La région possède de nombreux monuments, témoins des générations qui nous ont précédés et porteurs d’histoires que le visiteur aime à découvrir. Car le passé est aussi riche que le présent ! Ainsi, les propriétaires des châteaux qui, tout au long des siècles, ont laissé leurs empreintes et connu des fortunes diverses. Depuis quelques années, le château de Bouteville en Charente (classé monument historique en février 1984) est en pleine renaissance grâce au Grand Cognac que préside Jérôme Sourisseau. Comme à Jonzac où la municipalité fait restaurer de belle façon le châtelet où sera aménagé un futur musée, les élus charentais ont tenu à ce que Bouteville continue à siéger sur son promontoire, en souvenir du temps d’avant. Une situation imposante qui attire le public, heureux d’entrer dans les arcanes des bâtisseurs que les érudits mettent en lumière. Restauré, le vaste édifice proposera des salles de réunion et des espaces fonctionnels destinés à accueillir des manifestations.
Le château de Bouteville a fière allure sur son promontoire |
Ce jour-là, le soleil brille, la campagne est accueillante et le château joue à cache cache avec ceux qui cherchent à pénétrer ses secrets. Que dissimule cette longue façade gardée par une tour autrefois majestueuse que les ans ont altérée de sérieuse façon ? Il revient de loin, ce château ! Suivons notre guide, Jean-Paul Gaillard, membre de la société des Archives historiques de l’Aunis et de la Saintonge, passionné par le château de Bouteville avec son épouse Dominique.

-----

Recopiez tout le passage du texte sur le château de Bouteville, depuis « Le château de Bouteville a fière » jusqu'à « son épouse Dominique. » inclus.

Entrées du corpus -
-----

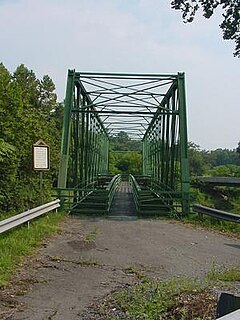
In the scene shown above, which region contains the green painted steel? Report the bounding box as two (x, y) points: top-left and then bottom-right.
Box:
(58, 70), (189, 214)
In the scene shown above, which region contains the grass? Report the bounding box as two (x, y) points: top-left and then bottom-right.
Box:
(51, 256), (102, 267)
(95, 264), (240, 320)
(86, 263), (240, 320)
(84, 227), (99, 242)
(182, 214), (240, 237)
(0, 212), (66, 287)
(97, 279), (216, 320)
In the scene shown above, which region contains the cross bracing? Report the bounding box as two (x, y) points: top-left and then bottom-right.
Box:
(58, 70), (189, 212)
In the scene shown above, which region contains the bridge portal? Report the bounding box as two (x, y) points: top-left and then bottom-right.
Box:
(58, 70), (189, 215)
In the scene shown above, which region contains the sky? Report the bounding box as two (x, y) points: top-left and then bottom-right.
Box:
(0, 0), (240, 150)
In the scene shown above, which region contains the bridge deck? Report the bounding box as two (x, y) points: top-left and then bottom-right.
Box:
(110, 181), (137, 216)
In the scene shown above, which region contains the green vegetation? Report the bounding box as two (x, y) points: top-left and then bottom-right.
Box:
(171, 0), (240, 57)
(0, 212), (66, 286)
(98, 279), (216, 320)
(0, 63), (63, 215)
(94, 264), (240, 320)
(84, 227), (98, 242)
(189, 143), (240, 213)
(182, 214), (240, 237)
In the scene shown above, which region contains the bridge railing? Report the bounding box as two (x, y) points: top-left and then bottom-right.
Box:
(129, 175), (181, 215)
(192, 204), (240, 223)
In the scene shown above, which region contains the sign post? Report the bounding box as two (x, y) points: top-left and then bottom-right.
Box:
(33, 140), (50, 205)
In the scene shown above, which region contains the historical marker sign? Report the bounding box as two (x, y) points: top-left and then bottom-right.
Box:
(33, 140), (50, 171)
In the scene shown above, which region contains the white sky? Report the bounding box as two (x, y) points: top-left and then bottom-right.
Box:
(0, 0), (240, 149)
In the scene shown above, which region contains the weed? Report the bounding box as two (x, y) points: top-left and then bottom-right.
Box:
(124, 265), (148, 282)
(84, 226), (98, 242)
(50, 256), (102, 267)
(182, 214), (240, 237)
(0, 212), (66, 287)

-----

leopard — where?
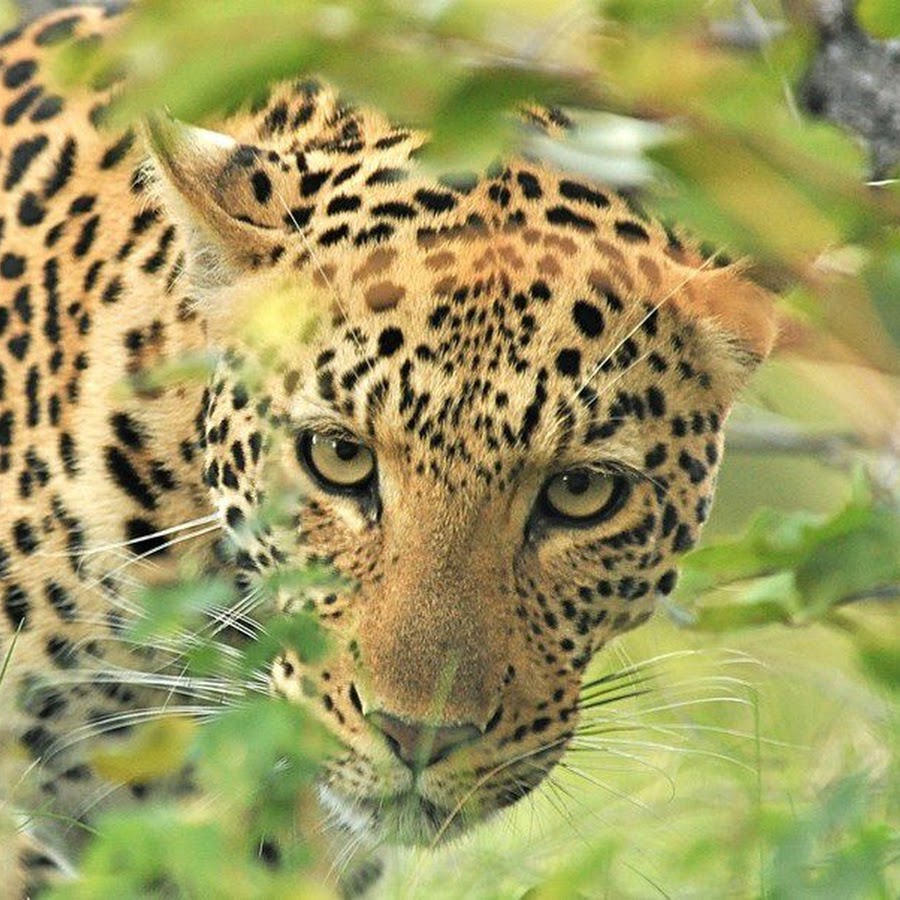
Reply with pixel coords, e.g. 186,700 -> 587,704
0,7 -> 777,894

-----

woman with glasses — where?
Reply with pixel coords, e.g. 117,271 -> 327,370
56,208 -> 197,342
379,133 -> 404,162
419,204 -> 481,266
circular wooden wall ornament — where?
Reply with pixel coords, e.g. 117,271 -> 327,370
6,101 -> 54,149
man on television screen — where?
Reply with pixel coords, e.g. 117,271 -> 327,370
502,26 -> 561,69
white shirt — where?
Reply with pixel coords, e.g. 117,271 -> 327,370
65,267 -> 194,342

-----

Zone de réponse -
Le château de Bouteville a fière allure sur son promontoire |
Ce jour-là, le soleil brille, la campagne est accueillante et le château joue à cache cache avec ceux qui cherchent à pénétrer ses secrets. Que dissimule cette longue façade gardée par une tour autrefois majestueuse que les ans ont altérée de sérieuse façon ? Il revient de loin, ce château ! Suivons notre guide, Jean-Paul Gaillard, membre de la société des Archives historiques de l’Aunis et de la Saintonge, passionné par le château de Bouteville avec son épouse Dominique.